(Records from a collection)
========================================

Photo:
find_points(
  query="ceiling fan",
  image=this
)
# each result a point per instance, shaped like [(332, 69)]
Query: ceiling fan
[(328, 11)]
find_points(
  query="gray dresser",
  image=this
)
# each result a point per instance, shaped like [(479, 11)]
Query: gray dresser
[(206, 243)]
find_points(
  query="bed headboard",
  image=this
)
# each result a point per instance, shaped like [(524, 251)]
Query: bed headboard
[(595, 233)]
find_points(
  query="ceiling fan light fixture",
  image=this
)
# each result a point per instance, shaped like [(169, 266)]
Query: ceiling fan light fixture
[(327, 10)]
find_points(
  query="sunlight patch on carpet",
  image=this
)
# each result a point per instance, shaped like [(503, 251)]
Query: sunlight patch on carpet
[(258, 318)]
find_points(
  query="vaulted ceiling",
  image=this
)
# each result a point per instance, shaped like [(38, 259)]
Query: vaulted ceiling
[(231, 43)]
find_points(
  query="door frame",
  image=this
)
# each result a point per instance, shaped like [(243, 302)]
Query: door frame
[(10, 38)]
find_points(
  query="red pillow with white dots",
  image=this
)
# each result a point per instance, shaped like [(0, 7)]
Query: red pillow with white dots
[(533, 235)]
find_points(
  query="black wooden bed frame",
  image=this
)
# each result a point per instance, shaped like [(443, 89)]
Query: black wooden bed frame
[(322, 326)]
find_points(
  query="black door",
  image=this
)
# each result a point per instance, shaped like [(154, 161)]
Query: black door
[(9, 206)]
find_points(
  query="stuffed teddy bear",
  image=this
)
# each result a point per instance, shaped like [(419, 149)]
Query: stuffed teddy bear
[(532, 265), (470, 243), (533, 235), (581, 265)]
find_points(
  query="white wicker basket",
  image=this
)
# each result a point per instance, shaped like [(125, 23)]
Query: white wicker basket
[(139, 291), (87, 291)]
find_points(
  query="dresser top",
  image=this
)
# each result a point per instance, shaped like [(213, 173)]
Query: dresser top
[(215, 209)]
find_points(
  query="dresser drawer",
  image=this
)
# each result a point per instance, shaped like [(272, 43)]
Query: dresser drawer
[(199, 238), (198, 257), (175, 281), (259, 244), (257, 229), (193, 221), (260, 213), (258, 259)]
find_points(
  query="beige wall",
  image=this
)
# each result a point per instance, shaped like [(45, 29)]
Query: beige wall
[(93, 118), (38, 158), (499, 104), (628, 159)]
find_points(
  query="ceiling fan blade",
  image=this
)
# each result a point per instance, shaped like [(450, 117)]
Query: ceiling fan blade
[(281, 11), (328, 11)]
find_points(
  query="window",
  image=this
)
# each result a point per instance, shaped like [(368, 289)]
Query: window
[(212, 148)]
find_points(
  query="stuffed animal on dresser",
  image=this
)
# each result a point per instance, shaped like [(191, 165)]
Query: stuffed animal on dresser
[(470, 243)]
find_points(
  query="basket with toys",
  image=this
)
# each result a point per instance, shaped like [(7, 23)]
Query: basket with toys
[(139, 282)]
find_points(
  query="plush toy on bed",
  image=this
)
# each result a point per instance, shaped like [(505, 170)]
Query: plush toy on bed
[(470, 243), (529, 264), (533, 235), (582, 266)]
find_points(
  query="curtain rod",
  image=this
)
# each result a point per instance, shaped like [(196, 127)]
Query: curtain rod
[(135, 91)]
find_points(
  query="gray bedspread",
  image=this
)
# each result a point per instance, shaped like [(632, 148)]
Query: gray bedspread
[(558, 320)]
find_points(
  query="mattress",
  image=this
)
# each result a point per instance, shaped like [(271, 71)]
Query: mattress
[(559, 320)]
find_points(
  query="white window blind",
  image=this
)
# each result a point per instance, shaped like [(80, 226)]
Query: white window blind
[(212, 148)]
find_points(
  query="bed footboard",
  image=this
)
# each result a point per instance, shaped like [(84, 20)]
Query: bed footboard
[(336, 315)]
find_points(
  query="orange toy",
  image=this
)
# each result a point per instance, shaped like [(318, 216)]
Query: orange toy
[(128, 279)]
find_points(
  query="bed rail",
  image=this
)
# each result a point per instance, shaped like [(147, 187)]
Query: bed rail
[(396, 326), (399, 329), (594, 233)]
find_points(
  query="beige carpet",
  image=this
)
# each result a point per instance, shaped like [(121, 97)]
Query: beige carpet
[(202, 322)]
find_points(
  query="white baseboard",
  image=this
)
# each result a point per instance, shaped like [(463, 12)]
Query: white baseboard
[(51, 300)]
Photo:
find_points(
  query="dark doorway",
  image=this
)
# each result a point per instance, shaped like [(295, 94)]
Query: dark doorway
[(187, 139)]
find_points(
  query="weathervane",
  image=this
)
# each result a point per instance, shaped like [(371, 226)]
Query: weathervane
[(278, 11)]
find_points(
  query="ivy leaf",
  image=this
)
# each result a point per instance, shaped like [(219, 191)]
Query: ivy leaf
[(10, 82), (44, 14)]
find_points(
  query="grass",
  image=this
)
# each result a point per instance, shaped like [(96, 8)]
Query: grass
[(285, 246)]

========================================

## TASK TO CARRY OUT
Each line above should be reproduced exactly, with nothing omitted.

## EXPECTED OUTPUT
Photo:
find_points(
  query="ceiling fan",
  image=this
)
# each result a point per instance, shaped like [(332, 69)]
Query: ceiling fan
[(328, 11)]
find_points(
  query="gray dresser",
  image=this
)
# each result a point per instance, shaped like [(479, 11)]
Query: gray dresser
[(206, 243)]
find_points(
  query="bed headboard",
  image=this
)
# each result a point per instance, shaped like [(524, 251)]
Query: bed headboard
[(595, 233)]
find_points(
  query="ceiling fan light fixture",
  image=this
)
# each result a point per instance, shaped like [(169, 266)]
Query: ceiling fan light fixture
[(327, 10)]
find_points(
  query="sunlight patch on carpet",
  image=this
)
# each result a point per instance, shaped like [(503, 251)]
Query: sunlight patch on carpet
[(258, 318)]
find_points(
  query="vaulted ceiling",
  image=this
)
# each result a point per instance, shaped like [(38, 259)]
Query: vaulted ceiling
[(231, 43)]
find_points(
  query="door frame",
  image=this
)
# each result a point per instance, shaped like [(243, 302)]
Query: door frame
[(10, 38)]
find_points(
  query="red pillow with white dots",
  image=this
)
# each result a point per instance, shaped like [(0, 7)]
Query: red pillow with white dots
[(533, 235)]
find_points(
  query="black wooden bed frame",
  image=this
)
# each result a point per instance, shaped like [(443, 89)]
Query: black wooden bed frame
[(322, 326)]
find_points(
  query="black door",
  image=this
)
# each result a point per instance, shaped like [(154, 161)]
Query: black door
[(9, 206)]
find_points(
  query="stuffed teddy bear",
  image=this
)
# each result a point per instance, shaped like [(419, 149)]
Query: stuffed teddy bear
[(532, 265), (470, 243), (533, 235), (581, 265)]
find_points(
  query="white wicker basket",
  image=this
)
# each result a point per instance, shaped like [(125, 23)]
Query: white wicker basket
[(139, 291), (87, 291)]
find_points(
  query="dresser top",
  image=this
)
# each result a point per instance, shaped like [(213, 173)]
Query: dresser top
[(215, 209)]
find_points(
  query="dresser drawer",
  image=this
)
# each result a point per instance, shaped like [(272, 43)]
Query: dresser drawer
[(199, 238), (198, 257), (175, 281), (259, 244), (257, 229), (193, 221), (260, 213), (258, 259)]
find_points(
  query="beige wall",
  image=this
)
# each result a point per instance, shaped like [(45, 29)]
Query: beige wall
[(93, 118), (38, 158), (499, 104), (628, 159)]
find_points(
  query="ceiling fan blade",
  image=this
)
# each result a point per instance, shaped like [(450, 117)]
Query: ceiling fan blade
[(281, 11), (328, 11)]
find_points(
  query="window",
  image=this
)
# each result a point per instance, shaped like [(368, 289)]
Query: window
[(212, 148)]
find_points(
  query="stuffed animal on dresser",
  image=this
)
# each result a point per instance, shaped like [(191, 165)]
Query: stuffed animal on dresser
[(470, 243)]
find_points(
  query="basket with toys",
  image=this
)
# each result a point per instance, shaped like [(7, 23)]
Query: basket with toys
[(139, 282)]
find_points(
  query="plush toy on bed",
  image=this
)
# each result a point per instance, shaped like [(505, 170)]
Query: plush toy on bed
[(470, 243), (529, 264), (533, 235), (582, 266)]
find_points(
  query="curtain rod",
  image=this
)
# each result a point per instance, shaped like [(196, 127)]
Query: curtain rod
[(135, 91)]
find_points(
  query="gray bedspread",
  image=this
)
# each result a point per instance, shaped like [(632, 148)]
Query: gray bedspread
[(558, 320)]
find_points(
  query="mattress",
  image=this
)
# each result a point per instance, shaped like [(271, 71)]
Query: mattress
[(559, 320)]
find_points(
  query="white window blind",
  image=this
)
# each result a point per instance, shaped like [(80, 226)]
Query: white window blind
[(212, 148)]
find_points(
  query="bed footboard",
  image=this
)
# each result a point per instance, shaped like [(84, 20)]
Query: bed footboard
[(336, 315)]
find_points(
  query="orange toy",
  image=this
)
# each result a point per instance, shaped like [(318, 216)]
Query: orange toy
[(128, 279)]
find_points(
  query="bed rail",
  image=this
)
# each result a point per instance, shaped like [(147, 187)]
Query: bed rail
[(396, 326), (399, 329), (594, 233)]
find_points(
  query="beige carpet",
  image=this
)
# each result a point per instance, shaped like [(121, 97)]
Query: beige carpet
[(202, 322)]
find_points(
  query="white baseboard",
  image=this
)
# each result a point per instance, shaped like [(463, 12)]
Query: white baseboard
[(51, 300)]
Photo:
find_points(
  query="dark doorway",
  image=this
)
# each result a point per instance, shaped like [(295, 94)]
Query: dark doorway
[(187, 139)]
find_points(
  query="weathervane",
  image=this
)
# each result a point per instance, shaped like [(371, 226)]
Query: weathervane
[(278, 11)]
find_points(
  query="ivy leaf",
  image=this
)
# each result a point per instance, shaped like [(219, 191)]
Query: ivy leaf
[(10, 82), (44, 14)]
find_points(
  query="grass",
  image=this
)
# each result a point per instance, shaped like [(96, 8)]
Query: grass
[(285, 246)]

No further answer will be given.